## EXCERPTED DATA
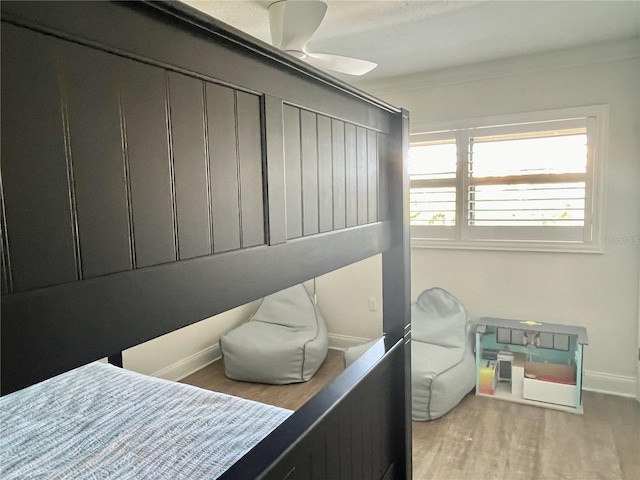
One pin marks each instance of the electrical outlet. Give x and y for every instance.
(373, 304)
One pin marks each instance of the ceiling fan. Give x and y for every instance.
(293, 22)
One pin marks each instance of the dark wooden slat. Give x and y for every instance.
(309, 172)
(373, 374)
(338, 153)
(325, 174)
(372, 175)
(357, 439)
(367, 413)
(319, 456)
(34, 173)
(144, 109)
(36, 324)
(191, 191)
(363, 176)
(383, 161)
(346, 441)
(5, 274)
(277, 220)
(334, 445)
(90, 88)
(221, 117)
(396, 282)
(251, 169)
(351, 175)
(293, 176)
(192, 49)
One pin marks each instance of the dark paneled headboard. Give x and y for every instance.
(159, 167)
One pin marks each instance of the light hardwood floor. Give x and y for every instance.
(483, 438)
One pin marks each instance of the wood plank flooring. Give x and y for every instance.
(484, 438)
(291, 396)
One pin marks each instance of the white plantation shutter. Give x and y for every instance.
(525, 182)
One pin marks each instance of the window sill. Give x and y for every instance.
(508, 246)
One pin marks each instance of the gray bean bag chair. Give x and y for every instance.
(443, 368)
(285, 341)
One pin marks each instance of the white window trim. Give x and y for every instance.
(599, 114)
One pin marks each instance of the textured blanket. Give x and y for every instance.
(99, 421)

## EXERCISE REQUIREMENTS
Rewrite all the lines above as a numbered list, skipping blank lines and leaving out the picture.

## COMPLETED EXERCISE
1. One pin marks each instance of the electrical outlet. Give x and y for every instance.
2. (373, 304)
3. One pin marks each instance of the ceiling fan. Give x and y for every instance.
4. (293, 22)
5. One pin marks each instance of the dark wooden slat. Give x and y for every instance.
6. (309, 172)
7. (373, 374)
8. (338, 153)
9. (325, 174)
10. (372, 175)
11. (357, 439)
12. (367, 413)
13. (319, 456)
14. (34, 173)
15. (144, 109)
16. (36, 324)
17. (191, 191)
18. (363, 176)
19. (383, 161)
20. (346, 441)
21. (5, 274)
22. (277, 220)
23. (334, 445)
24. (90, 88)
25. (221, 117)
26. (396, 282)
27. (251, 169)
28. (351, 175)
29. (293, 176)
30. (192, 49)
31. One pin marks each instance of the dark paneled headboard. Give x and y for every instance.
32. (159, 167)
33. One pin marks each instance of the light hardwood floor. Give x and y for every instance.
34. (483, 438)
35. One pin marks each instance of the wood plank flooring. Give x and y for every instance.
36. (484, 438)
37. (291, 396)
38. One pin marks each instance of the white plantation shutter. Give x and y for every instance.
39. (525, 182)
40. One pin marks each instance of the window sill. Give x and y for every instance.
41. (508, 246)
42. One pin marks each instance of the gray bean bag chair. Give x and y for every instance.
43. (443, 368)
44. (285, 341)
45. One pin marks each instance of the white window trim. Give x and y for every instance.
46. (599, 114)
47. One pin marks each instance of the textured blanket. Give x and y for every instance.
48. (99, 421)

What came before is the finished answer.